Column on Rand & Libertarians Misunderstood

Ayn Rand & Libertarians Grossly Misunderstood

Tibor R. Machan

In my local paper a letter writer, apparently eager to besmirch Ayn Rand–which many have tried in vain–had this to say: “Rand’s libertarianism has an underlying philosophy that says that if you are not particularly smart, ambitious, disciplined or wealthy, and you become homeless, hungry, financially ruined and suffer from premature illness or death, then that is entirely your fault.” (April 25, Local p. 5)

Neither Ayn Rand nor libertarianism says any of this. What they both do say is that if you are in such a state, you by no stretch of the imagination have the authority to deprive others of their resources. You can ask, of course. And surely that is correct.

Even a person in the greatest of need has no warrant for stealing from others. What such a person most definitely is fully justified in doing is to request help from others which, in America especially, millions provide at little urging–just consider the help that they provide when something like Katrina or a tsunami strikes, and all the charitable contributions they send to the casualties of various similar mishaps. They do this far more than citizens of any other country.
Both Rand and libertarians support voluntary aid but oppose, most vigorously and vociferously, confiscating what other people own.

Nor do Rand and libertarians hold that everything the letter writer lists is one’s fault, quite the contrary. Many mishaps people experience, because of illness and natural disasters, are clearly not their and (most often) anyone else’s fault. Bad things do happen, be it to good or bad people.

What Rand and libertarians have believed, on pretty good grounds, is that when improvements are needed in people’s lives, relying on confiscating other people’s belongings and coercing them to do work to provide assistance are flawed and morally wrong remedies. Instead, voluntary cooperation is both the most ethical and the most effective way to go.

This idea is by no means odd. In broad terms it is recognized that countries the laws of which protect their citizens against coercion–violent criminals, intrusive or meddling governments–are in better shape than those ruled by strong rulers who impose their idea of what is good for everyone not by convincing citizens of what they believe is right but by imposing their will on them. Be this in small matters or large ones, history is replete with the lessons about how coercive force between human beings is an ill advised way to handle problems.

In one area, especially, this has proven to be true for the last few centuries. Ever since Adam Smith published his path-breaking book The Wealth of Nations in 1776, it has been understood by quite a few political economists that prosperity is best pursued in peaceful ways. Voluntary economic relations among people are what is now referred to a win-win situation, whereas coercive economic relations are primarily zero-sum games, meaning when one party gains the other loses. In most of human history, sadly, this latter is how wealth has been obtained and many still advocate the approach even today. This is in part because in a largely free markets–there has never been a fully free market anywhere, unfortunately–those seeking to have their needs and wants met, from gaining groceries to major medical treatments, have been able to find nearly exactly what they have in mind, suiting their particular, individual needs and wants instead of some general benefit that governments prescribe for everyone, something that always suffers from government’s ignorance of what it is that can benefit individual human beings. This may be one reason boosters of government involvement in our lives–in other words, statists–tend to speak mostly of the public interest or the public good or the common welfare since these are so indeterminate, to vague that no one can check out just exactly what they come to in practice.

▶ LISTED ENTRIES
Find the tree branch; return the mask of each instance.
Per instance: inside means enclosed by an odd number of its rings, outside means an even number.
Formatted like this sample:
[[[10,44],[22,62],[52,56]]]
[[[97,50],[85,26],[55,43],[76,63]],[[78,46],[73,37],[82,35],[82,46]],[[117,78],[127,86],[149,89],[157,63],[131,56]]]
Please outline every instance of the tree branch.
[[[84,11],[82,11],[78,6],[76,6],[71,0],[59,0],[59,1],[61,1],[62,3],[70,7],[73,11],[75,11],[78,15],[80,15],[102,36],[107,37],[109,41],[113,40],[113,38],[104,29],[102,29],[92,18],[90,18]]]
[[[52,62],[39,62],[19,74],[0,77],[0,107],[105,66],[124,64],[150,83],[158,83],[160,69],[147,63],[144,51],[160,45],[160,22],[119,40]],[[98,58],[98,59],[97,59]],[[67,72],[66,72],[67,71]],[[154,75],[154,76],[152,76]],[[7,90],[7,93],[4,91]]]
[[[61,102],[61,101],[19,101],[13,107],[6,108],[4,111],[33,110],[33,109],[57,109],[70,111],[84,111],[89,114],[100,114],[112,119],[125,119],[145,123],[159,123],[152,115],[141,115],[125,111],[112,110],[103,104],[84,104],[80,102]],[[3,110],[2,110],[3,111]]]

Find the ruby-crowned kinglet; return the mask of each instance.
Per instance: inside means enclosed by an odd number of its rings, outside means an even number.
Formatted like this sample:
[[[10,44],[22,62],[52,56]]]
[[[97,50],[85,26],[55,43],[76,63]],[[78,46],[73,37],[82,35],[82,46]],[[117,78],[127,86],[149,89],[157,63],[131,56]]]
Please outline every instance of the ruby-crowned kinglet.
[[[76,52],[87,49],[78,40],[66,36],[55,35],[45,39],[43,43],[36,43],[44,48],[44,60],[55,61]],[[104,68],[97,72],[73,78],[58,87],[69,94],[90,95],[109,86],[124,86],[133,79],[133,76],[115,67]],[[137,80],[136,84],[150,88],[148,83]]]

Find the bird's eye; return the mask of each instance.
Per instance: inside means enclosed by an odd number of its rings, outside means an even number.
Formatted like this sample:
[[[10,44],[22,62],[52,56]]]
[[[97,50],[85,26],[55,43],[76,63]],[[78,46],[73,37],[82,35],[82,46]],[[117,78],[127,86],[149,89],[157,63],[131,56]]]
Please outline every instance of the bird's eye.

▶ REQUIRED WORK
(1) Answer these questions from the column:
(a) On what date and on what page did the letter quoted in the column appear?
(b) What kind of aid do Rand and libertarians support?
(c) In what year did Adam Smith publish The Wealth of Nations?
(2) Please write out the column word for word from "What Rand and" to "to handle problems.".
The rows aren't needed for anything here.

▶ RESULTS FOR THE EXERCISE
(1)
(a) April 25, Local p. 5
(b) Voluntary aid
(c) 1776

(2)
What Rand and libertarians have believed, on pretty good grounds, is that when improvements are needed in people’s lives, relying on confiscating other people’s belongings and coercing them to do work to provide assistance are flawed and morally wrong remedies. Instead, voluntary cooperation is both the most ethical and the most effective way to go.

This idea is by no means odd. In broad terms it is recognized that countries the laws of which protect their citizens against coercion–violent criminals, intrusive or meddling governments–are in better shape than those ruled by strong rulers who impose their idea of what is good for everyone not by convincing citizens of what they believe is right but by imposing their will on them. Be this in small matters or large ones, history is replete with the lessons about how coercive force between human beings is an ill advised way to handle problems.